# Text to read
+ + + +

Assassin’s Fate is the final installment in the acclaimed Fitz and Fool Trilogy, and the grand finale for all three trilogies about the two protagonists: The Farseer Trilogy, The Tawny Man Trilogy and, indeed, The Fitz and Fool Trilogy. But more than that, it is quite possibly the crowning achievement and the ultimate conclusion to all Hobb’s writing pertaining to the world of Elderling Realms: Six, sorry, Seven Duchies, Rain Wilds, Kelsingra and beyond. Let’s stop here for a moment and count those: four trilogies – because there’s also Liveship Trilogy – and one tetralogy about Rainwilds, newly hatched dragons and their keepers. Altogether sixteen books, each easily over 500 pages long. A solid piece of one’s life spent on reading – let alone writing! It’s not surprising, then, that Fitz and Fool and Nighteyes had become important persons in my life 😉 and that I was heavily invested in reading the end of their story.
And, before I say anything else, I must say that it is a worthy conclusion. As always, it’s heart-breaking, riveting, harrowing and rewarding, enthralling, cathartic, horrible and beautiful in equal measures, tragic and poetic and sad – and yet, still immensely satisfying and incredibly powerful.
Hobb’s books about Fitz and Fool make me cry. Here, I’ve said it. Almost every single one of them made me cry, and Assassin’s Fate was the book over which I cried more than once. That’s enough, I think, to realize how emotionally loaded these novels are. Assassin’s Fate isn’t exactly a dark book – definitely less than Fool’s Quest, with much less despair and slightly more hope – but it is a tale of the vicious circle of vengeance and hate, of old crimes that still need reckoning, and of the difficulty of staying true to oneself. It’s also a book about hope against all odds, of the power of friendship and family, and about living in Leibniz’s best of possible worlds, which by no means is perfect, but still allows us a measure of happiness and completeness, even in the midst of all the cruelty and greed and hunger for power.
In Assassin’s Fate Hobb once again proves that she’s a master of literature. The Realm of Elderlings is complex and complete, thought through so extensively over the years that, as all the separate threads from three different settings with their separate protagonists and secrets converge, the reader is left only with a sense of awe. She writes alone, without a team of researchers or apprentices – and yet her mastery of this fantasy realm seems absolute. In this last trilogy the past of Elderlings is slowly unfurling, showing us, as is en vogue these days, the contemporary world as a barbaric – even if bright and well-meaning – remnant of a former glorious civilization, long gone in the mist of days past. It’s a very common motif nowadays, used by writers and filmmakers alike, from Abercrombie and Czajkowski’s series Echoes of the Fall [still to be reviewed] to Miller’ Mad Max series, and says more about our times than we’d care to share. Still, what Hobb does with Realm of Elderlings is definitely more in line with the historical accounts of the early-medieval Europe after the collapse of the Roman Empire than the typical post-apocalyptic fantasy/sf stuff.

+ + + +

# Aim
Name every trilogy mentioned by title in the review of Assassin's Fate. The rows that follow bear no relation to the review of Assassin's Fate.

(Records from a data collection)
+ + + +

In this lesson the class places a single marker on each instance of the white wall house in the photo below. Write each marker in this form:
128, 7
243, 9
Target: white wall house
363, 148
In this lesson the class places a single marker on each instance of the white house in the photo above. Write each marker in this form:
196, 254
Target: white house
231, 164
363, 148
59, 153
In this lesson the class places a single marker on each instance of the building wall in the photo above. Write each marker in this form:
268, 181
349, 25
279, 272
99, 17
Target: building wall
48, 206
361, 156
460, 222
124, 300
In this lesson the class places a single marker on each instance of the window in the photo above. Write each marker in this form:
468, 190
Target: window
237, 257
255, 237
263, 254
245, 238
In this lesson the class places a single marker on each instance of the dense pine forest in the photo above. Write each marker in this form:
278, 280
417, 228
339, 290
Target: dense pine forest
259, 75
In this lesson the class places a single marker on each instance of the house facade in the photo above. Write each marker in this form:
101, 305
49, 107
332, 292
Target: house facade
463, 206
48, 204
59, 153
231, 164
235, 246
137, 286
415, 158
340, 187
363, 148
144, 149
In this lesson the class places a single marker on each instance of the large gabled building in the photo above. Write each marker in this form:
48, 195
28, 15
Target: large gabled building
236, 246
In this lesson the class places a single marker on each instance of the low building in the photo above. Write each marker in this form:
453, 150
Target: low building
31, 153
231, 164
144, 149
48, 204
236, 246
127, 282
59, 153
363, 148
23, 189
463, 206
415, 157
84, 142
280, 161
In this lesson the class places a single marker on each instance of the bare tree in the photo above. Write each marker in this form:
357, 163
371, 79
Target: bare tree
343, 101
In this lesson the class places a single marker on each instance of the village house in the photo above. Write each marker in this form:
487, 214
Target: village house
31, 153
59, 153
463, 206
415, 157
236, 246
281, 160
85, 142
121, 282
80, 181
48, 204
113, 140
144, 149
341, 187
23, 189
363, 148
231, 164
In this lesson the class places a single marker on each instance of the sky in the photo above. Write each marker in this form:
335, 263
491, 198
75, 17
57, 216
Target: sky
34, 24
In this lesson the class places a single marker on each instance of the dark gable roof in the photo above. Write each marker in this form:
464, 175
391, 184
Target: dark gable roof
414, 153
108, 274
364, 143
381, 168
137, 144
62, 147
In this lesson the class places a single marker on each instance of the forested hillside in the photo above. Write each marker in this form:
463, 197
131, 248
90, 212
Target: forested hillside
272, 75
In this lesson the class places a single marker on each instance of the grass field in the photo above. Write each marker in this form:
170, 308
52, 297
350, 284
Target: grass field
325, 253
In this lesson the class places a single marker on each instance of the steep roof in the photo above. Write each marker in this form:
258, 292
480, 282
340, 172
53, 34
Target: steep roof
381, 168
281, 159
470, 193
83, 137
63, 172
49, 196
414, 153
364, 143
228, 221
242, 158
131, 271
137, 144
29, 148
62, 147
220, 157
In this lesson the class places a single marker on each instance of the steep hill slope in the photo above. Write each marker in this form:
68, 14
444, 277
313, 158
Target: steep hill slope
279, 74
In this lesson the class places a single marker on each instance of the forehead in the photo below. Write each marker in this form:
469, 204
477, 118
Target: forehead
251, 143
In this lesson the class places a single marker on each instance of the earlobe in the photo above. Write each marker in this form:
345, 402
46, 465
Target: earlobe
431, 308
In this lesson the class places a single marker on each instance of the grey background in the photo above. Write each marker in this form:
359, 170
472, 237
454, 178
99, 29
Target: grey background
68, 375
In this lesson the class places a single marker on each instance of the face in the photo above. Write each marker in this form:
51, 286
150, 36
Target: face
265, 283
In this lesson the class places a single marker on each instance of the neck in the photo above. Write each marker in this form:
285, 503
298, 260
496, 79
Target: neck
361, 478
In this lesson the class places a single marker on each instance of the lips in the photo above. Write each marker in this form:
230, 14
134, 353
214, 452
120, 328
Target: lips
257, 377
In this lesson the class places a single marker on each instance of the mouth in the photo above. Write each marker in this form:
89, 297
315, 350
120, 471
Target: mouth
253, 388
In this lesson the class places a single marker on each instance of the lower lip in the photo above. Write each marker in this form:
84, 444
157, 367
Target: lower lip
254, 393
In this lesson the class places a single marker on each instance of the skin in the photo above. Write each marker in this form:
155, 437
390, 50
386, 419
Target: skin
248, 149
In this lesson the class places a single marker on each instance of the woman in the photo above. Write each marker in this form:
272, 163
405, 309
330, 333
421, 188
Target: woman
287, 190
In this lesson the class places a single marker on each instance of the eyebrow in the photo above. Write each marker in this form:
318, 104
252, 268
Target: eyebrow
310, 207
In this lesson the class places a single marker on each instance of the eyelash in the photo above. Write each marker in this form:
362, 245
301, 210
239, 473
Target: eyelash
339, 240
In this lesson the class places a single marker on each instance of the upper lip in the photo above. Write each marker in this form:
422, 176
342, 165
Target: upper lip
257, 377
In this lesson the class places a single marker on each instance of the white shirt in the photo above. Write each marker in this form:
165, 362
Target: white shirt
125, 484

+ + + +

# Solution
The Farseer Trilogy, The Tawny Man Trilogy, The Fitz and Fool Trilogy, Liveship Trilogy